(Data items)
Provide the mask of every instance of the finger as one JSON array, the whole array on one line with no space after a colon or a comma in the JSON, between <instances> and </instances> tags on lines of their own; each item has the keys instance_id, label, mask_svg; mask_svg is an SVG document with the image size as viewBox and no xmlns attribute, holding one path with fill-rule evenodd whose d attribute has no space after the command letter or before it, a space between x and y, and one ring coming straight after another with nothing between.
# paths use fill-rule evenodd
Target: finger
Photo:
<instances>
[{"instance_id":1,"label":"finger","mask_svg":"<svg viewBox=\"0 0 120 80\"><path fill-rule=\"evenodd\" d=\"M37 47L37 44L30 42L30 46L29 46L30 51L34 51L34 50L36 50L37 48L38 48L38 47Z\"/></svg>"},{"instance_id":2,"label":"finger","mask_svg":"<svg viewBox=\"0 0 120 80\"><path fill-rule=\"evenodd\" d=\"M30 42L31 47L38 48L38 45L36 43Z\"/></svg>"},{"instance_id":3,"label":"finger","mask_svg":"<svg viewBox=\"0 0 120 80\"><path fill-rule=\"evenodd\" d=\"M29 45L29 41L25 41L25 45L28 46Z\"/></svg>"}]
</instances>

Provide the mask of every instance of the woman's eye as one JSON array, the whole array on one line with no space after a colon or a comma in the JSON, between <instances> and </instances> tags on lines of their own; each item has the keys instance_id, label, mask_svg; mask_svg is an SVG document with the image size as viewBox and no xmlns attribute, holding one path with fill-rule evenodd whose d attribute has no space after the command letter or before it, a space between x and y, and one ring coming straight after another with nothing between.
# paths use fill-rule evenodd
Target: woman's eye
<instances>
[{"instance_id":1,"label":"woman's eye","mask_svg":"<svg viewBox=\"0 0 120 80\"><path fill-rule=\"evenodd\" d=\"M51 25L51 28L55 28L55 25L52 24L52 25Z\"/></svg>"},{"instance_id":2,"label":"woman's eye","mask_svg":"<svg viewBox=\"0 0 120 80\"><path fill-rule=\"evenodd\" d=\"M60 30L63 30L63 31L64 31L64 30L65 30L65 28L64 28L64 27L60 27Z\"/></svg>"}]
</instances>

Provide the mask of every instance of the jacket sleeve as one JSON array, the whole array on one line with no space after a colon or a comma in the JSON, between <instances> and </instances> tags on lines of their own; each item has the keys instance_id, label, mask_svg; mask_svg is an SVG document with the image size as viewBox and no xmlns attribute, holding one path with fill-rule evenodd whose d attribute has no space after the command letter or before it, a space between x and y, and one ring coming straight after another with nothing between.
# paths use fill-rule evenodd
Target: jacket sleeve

(Task item) Find the line that contains "Provide the mask of every instance of the woman's" in the data above. Reproduce it and every later line exactly, through the last one.

(Written solution)
Provide the mask of every instance of the woman's eye as one JSON array, the whole array on one line with no space after a colon or a comma in the JSON, between <instances> and </instances> tags on lines of their own; each item has the keys instance_id, label, mask_svg; mask_svg is an SVG document with the image size as viewBox and no xmlns attribute, holding one path with fill-rule evenodd whose d attribute has no space after the command letter or before it, a space between x and y, and one ring coming straight after another with nothing between.
# paths use fill-rule evenodd
Target: woman's eye
<instances>
[{"instance_id":1,"label":"woman's eye","mask_svg":"<svg viewBox=\"0 0 120 80\"><path fill-rule=\"evenodd\" d=\"M51 25L51 28L55 28L55 25L52 24L52 25Z\"/></svg>"},{"instance_id":2,"label":"woman's eye","mask_svg":"<svg viewBox=\"0 0 120 80\"><path fill-rule=\"evenodd\" d=\"M60 30L63 30L63 31L64 31L64 30L65 30L65 28L64 28L64 27L60 27Z\"/></svg>"}]
</instances>

Provide the mask of every instance of the jacket sleeve as one JSON array, the whole array on one line with no space after a colon or a comma in the JSON, between <instances> and </instances> tags on lines of their own; each item has the keys instance_id, label, mask_svg; mask_svg is an SVG document with the image size as viewBox and no xmlns attribute, holding one path with fill-rule evenodd whose d attribute has no space after the command letter or before it, a space between x and y, and one ring coming straight after another with nothing between.
# paths use fill-rule evenodd
Target: jacket sleeve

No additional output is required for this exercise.